_Work item_
Please go line by line through the material and copy each one containing the word "monkey".
#### Entries shown
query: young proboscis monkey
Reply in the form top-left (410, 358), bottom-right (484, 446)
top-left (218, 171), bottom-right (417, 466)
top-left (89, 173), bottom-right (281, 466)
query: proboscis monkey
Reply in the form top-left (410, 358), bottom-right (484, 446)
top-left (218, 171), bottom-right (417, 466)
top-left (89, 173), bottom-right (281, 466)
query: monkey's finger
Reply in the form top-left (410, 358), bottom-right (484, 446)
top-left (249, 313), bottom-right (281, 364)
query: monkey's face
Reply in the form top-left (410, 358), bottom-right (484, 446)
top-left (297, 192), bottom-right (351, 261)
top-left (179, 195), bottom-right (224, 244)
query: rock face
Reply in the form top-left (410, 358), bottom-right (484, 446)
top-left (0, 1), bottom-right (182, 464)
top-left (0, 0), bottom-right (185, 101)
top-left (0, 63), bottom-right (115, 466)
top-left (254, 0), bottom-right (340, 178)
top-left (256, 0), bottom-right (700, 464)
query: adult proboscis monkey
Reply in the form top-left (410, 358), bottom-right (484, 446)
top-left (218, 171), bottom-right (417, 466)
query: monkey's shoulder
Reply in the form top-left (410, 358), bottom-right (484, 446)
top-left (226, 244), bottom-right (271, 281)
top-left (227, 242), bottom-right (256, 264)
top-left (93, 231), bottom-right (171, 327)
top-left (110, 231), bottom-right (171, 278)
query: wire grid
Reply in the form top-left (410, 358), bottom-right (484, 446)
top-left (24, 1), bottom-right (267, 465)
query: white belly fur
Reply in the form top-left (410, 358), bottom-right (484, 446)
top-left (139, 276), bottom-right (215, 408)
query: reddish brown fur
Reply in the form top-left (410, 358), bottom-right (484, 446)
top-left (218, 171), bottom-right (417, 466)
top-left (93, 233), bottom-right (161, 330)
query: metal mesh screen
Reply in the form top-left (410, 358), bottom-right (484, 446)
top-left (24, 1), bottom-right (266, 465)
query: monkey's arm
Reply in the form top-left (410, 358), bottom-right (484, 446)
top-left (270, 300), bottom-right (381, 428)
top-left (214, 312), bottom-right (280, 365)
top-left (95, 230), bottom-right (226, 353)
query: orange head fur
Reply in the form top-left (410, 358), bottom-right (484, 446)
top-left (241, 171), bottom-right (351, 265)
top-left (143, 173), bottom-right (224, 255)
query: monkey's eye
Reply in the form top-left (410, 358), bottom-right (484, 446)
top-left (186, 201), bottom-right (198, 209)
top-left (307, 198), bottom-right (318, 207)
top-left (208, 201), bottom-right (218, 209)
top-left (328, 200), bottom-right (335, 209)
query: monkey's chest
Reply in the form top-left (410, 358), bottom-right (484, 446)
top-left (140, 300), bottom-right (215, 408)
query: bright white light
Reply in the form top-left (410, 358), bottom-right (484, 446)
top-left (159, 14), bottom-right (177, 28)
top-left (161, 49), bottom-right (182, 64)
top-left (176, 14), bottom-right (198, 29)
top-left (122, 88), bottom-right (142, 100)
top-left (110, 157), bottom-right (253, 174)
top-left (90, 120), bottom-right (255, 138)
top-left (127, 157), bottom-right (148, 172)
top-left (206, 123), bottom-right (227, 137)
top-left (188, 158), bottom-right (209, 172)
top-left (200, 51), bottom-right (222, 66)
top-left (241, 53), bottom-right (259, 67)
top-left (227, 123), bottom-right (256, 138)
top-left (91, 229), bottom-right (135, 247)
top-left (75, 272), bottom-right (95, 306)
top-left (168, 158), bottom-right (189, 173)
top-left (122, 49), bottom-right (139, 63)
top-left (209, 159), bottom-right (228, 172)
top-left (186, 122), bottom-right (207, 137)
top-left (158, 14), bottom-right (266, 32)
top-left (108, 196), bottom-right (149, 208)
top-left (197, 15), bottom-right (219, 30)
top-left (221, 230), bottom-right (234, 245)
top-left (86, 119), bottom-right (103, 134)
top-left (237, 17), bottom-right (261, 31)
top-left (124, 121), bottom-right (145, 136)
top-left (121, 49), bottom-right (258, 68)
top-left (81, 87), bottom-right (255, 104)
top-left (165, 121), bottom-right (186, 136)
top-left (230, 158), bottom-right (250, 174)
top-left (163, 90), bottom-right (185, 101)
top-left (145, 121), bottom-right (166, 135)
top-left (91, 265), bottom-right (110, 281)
########
_Solution to this problem_
query: young proboscis monkey
query: proboscis monkey
query: monkey's finger
query: monkey's face
query: adult proboscis monkey
query: monkey's shoulder
query: monkey's arm
query: monkey's eye
query: monkey's chest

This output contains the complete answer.